GIVEN PROBLEM. Write out the items below again, substituting "marker" for every occurrence of "pin" and leaving everything else unchanged.

DATA FOR THIS EXERCISE.
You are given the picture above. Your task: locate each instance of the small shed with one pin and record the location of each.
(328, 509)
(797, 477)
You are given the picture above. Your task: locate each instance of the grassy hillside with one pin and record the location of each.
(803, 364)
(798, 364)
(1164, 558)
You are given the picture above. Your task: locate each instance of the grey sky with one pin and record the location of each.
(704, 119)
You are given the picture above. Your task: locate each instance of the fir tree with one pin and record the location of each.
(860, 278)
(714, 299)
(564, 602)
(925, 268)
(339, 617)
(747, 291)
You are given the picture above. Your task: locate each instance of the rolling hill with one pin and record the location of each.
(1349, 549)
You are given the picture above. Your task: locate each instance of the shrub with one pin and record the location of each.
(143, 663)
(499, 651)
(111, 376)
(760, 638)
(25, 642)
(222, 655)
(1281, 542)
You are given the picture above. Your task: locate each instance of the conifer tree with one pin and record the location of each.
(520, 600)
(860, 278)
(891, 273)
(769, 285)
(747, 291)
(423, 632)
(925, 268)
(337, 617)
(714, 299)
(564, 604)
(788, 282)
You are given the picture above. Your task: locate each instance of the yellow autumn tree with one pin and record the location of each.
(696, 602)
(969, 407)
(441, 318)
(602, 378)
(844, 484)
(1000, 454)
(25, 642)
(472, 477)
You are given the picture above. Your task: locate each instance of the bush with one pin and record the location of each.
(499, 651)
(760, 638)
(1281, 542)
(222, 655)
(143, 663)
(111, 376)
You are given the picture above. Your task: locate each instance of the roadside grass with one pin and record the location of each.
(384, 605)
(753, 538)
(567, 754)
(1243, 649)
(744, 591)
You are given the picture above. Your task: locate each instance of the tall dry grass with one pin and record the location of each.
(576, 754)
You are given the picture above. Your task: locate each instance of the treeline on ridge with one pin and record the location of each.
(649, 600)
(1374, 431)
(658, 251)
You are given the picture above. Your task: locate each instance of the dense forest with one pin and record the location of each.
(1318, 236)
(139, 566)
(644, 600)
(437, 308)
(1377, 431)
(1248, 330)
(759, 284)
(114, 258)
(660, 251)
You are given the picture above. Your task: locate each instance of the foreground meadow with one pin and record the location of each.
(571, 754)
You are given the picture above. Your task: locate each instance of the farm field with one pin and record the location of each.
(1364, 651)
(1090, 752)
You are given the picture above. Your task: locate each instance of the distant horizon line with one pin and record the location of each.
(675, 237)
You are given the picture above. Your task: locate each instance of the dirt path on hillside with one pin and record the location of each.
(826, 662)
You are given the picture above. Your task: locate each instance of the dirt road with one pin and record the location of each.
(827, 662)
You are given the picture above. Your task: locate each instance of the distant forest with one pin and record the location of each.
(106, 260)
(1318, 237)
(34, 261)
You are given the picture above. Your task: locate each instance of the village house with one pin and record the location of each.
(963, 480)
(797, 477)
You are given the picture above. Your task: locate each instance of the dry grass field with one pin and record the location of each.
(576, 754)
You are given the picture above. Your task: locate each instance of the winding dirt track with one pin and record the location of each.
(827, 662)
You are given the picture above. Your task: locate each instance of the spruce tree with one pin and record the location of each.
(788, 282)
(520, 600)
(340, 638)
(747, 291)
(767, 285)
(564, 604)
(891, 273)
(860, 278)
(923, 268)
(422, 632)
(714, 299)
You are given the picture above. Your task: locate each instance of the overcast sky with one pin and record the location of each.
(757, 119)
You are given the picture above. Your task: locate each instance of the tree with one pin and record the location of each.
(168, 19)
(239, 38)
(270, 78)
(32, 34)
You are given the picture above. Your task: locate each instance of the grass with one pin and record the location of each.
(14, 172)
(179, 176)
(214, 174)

EXERCISE OUTPUT.
You are given the picture above. Your task: locate each instance of the small shed with one marker and record the location of each.
(328, 509)
(797, 477)
You are given the picture above. Your task: locate each instance of the grassy hillside with one marker and record the location of each.
(803, 364)
(798, 364)
(1164, 558)
You are given the picture above. Your task: locate each instance of the grey sky with one marker and record the location of each.
(704, 119)
You are given the picture above. Your task: locate each instance of the fir tree with one marker and record the location of each.
(860, 278)
(714, 299)
(564, 602)
(925, 268)
(339, 617)
(747, 291)
You are given the picture above. Your task: locate each instance of the rolling hill with one marker and record the location of each.
(1349, 549)
You are given the picture above. Your task: locate each instance of the shrub with one marker and record the location of each.
(143, 663)
(499, 651)
(111, 376)
(760, 638)
(25, 642)
(222, 655)
(1281, 542)
You are given the picture above. Your task: locate each instance of the conifer tree with one marker and record the location of each.
(520, 600)
(860, 278)
(891, 273)
(769, 285)
(747, 291)
(423, 632)
(925, 268)
(337, 617)
(714, 299)
(564, 604)
(788, 282)
You are given the picture above. Your task: locate each instance of the yellow autumn tree with one marker and record the location of each.
(696, 602)
(969, 407)
(441, 318)
(602, 378)
(844, 484)
(1000, 454)
(25, 642)
(472, 477)
You are given the picture above. Your task: locate each instance of the bush with one marker and record the location of each.
(499, 651)
(760, 638)
(1281, 542)
(222, 655)
(143, 663)
(111, 376)
You are given the picture above. Your task: locate each instance of the roadside grass with one marker and record the location of each.
(384, 605)
(753, 538)
(567, 754)
(1243, 649)
(744, 591)
You are given the picture above. Your task: locate each instance of the tall dry grass with one marker and record the location of each.
(576, 754)
You are given the picture above. Your task: locate each instance of the treeline on ridge with one marker and record the location of each.
(649, 600)
(1374, 431)
(658, 251)
You are given the picture above. Your task: locate each instance of the dense forest with one marker and record the location of each.
(1318, 236)
(139, 566)
(644, 600)
(437, 308)
(1377, 431)
(1248, 330)
(759, 284)
(114, 258)
(660, 251)
You are given the picture above. Your task: locate each instance of the foreground meadow with one marker and record the location of each.
(571, 754)
You are given the picture above. Your task: locate each instance of the farm field with one marker and record the location of each.
(1364, 651)
(1090, 752)
You are given the picture above. Your task: locate each instance of the distant horizon line with one marker and record the location of each.
(675, 237)
You are given the picture above. Your task: locate each instance of the dirt path on hillside with one marker and record the location of each.
(826, 662)
You are given the picture above. Your task: locate each instance of the dirt road with one marker and record the location of each.
(827, 662)
You are given the picture above. Your task: locate each instance of the distant forest with one marker and record the location of each.
(106, 260)
(1318, 237)
(34, 261)
You are given the picture above. Your task: locate each instance of the village house with one marker and record the location of each.
(963, 480)
(797, 477)
You are given the picture above. Your task: locate each instance of the dry grass field with one marker and record the location of each.
(576, 754)
You are given the picture above. Your task: locate each instance of the winding dirt track with one marker and record the location of each.
(827, 662)
You are given the picture above. Your task: locate each instance of the spruce tree with one marker and record the location of each.
(788, 282)
(520, 600)
(340, 638)
(747, 291)
(767, 285)
(564, 604)
(891, 273)
(860, 278)
(923, 268)
(422, 632)
(714, 299)
You are given the picture above. Your task: locate each instance of the overcast sky with one marker and record the location of each.
(757, 119)
You are given the picture above. Your task: locate each instance of the tree with one marker and record the location of each.
(168, 19)
(239, 38)
(270, 78)
(32, 34)
You are given the picture above. Your task: locate each instance of the grass with one marker and record the location of each.
(14, 172)
(179, 176)
(214, 174)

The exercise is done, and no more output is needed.